[[ Text provided, beginning ]]
One’s choice of lifting activity could have been very much determined by their geographic location in the 1940’s through the 1960’s. Referring to the first installment of this series, while most “training guys” did the same basic exercises, different parts of the country, different parts of some specific states, gravitated to one of the three major types of lifting expression. The most obvious example of this was the York Barbell Club located in York, Pennsylvania. The headquarters of Bob Hoffman’s York Barbell Company, he had funded America’s Olympic weightlifting activities, as the supplier of equipment, as the provider of funds necessary for travel, and as the sport’s chief administrator for decades. He was referred to and rightfully so, as “The Father Of American Weightlifting” and he took the title and the responsibility seriously. In fairness, while his reign was dictatorial he viewed himself as a benevolent dictator and the retrospect of a few decades indicates that he was indeed, just that.
[[ Text provided, end ]]
■ Requirement
In the text on American lifting, who was called "The Father Of American Weightlifting"?
[[ Extracted entries, beginning ]]
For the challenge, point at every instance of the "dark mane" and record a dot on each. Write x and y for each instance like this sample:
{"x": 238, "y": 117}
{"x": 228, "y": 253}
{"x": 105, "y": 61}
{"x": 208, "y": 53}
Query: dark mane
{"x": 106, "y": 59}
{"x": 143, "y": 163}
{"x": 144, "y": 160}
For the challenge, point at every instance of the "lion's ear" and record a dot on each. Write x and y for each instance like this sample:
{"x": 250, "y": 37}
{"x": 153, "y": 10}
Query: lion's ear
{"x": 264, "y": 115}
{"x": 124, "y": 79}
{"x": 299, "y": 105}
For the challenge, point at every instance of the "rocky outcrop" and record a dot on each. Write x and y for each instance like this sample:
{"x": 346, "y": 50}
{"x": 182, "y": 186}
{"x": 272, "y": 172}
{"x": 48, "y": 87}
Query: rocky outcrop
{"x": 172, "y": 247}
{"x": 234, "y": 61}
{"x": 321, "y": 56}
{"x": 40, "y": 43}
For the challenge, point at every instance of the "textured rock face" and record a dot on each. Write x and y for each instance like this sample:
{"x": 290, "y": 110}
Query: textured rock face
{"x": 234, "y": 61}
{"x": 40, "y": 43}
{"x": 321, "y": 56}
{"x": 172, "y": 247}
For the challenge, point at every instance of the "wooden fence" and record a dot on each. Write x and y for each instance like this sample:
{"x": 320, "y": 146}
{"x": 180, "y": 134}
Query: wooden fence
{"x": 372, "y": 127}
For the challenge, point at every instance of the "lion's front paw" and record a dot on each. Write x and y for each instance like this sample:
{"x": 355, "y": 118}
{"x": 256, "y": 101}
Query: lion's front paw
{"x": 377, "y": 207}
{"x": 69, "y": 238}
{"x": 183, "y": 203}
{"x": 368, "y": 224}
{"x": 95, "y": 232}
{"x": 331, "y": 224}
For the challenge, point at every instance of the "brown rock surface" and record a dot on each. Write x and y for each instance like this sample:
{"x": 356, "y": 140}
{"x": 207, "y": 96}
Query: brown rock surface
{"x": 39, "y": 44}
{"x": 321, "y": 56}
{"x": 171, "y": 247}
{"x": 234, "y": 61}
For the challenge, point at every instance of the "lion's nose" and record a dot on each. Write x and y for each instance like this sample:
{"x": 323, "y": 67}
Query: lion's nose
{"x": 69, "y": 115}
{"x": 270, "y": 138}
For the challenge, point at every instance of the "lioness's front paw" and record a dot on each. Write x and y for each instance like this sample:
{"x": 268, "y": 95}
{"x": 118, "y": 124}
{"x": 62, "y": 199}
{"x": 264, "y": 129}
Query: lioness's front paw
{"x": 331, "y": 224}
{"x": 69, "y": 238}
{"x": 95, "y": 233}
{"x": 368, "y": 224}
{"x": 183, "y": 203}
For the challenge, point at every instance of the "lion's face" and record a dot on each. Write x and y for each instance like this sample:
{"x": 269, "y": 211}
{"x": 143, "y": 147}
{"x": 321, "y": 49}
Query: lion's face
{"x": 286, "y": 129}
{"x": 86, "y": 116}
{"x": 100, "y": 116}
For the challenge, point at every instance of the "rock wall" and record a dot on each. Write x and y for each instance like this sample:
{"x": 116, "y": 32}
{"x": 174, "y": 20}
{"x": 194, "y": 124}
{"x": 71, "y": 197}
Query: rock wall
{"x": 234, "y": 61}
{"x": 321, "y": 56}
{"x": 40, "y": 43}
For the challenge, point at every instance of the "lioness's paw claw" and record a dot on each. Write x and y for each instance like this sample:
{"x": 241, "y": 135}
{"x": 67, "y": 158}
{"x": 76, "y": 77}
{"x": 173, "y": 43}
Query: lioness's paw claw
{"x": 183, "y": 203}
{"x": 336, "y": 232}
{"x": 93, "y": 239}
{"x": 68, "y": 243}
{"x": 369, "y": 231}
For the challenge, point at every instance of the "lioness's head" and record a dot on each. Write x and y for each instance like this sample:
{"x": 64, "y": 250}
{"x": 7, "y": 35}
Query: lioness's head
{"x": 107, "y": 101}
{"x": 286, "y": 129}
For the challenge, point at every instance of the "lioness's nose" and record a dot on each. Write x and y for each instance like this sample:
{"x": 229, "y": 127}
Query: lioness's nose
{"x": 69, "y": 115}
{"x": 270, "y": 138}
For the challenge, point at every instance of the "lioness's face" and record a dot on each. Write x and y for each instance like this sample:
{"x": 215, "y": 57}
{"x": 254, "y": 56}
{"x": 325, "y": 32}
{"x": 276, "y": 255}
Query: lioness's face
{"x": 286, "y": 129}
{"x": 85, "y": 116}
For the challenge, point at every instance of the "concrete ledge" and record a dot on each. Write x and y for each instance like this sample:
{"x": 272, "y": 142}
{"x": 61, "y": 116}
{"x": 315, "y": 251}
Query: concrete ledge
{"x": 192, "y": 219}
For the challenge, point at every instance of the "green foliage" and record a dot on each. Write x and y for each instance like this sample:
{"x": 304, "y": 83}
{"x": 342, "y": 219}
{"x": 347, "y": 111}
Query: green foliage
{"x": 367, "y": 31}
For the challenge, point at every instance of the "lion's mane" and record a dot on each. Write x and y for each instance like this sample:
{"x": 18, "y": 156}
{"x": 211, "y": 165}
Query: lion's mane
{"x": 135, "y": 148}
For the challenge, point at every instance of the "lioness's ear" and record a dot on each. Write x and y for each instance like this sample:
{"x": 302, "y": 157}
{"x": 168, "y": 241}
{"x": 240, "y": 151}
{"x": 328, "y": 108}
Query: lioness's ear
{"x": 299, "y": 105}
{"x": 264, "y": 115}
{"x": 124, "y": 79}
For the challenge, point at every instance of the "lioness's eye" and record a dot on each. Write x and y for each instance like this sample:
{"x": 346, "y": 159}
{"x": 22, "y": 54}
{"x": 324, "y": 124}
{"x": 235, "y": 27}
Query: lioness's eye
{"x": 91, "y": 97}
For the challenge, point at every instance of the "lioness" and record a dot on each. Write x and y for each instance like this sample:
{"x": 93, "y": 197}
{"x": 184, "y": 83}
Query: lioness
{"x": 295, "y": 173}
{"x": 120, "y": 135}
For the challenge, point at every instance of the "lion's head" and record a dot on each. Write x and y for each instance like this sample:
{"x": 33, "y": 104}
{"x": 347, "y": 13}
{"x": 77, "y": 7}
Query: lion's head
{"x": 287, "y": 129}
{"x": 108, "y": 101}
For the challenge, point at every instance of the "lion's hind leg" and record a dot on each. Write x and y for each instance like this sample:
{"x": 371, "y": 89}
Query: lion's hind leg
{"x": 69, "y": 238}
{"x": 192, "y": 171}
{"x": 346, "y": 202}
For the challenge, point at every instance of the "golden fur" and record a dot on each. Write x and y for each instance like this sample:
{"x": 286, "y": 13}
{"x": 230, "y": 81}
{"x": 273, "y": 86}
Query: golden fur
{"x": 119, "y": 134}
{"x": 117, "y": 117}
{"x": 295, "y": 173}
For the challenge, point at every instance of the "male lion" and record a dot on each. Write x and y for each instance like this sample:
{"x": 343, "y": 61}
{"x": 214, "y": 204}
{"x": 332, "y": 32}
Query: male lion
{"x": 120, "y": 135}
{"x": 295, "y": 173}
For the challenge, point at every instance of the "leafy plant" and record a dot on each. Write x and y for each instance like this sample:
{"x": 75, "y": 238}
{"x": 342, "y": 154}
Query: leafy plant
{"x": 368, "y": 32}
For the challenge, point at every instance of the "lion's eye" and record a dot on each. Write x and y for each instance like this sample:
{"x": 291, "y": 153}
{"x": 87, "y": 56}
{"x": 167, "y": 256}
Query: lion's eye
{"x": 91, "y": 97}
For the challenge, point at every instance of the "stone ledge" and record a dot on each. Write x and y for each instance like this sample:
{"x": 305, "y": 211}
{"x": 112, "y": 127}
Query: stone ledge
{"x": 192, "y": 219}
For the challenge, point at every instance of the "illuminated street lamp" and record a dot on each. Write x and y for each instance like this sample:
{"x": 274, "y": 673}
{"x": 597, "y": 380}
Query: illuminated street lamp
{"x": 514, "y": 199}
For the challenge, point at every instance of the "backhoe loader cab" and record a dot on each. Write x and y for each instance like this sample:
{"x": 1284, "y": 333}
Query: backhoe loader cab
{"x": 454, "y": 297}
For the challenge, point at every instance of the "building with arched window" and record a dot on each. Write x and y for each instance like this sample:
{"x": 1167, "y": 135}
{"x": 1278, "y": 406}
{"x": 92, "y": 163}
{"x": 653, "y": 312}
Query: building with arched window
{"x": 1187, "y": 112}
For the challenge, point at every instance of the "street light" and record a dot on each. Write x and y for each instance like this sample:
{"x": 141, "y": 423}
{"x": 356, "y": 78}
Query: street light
[[ Extracted entries, end ]]
■ Solution below
Bob Hoffman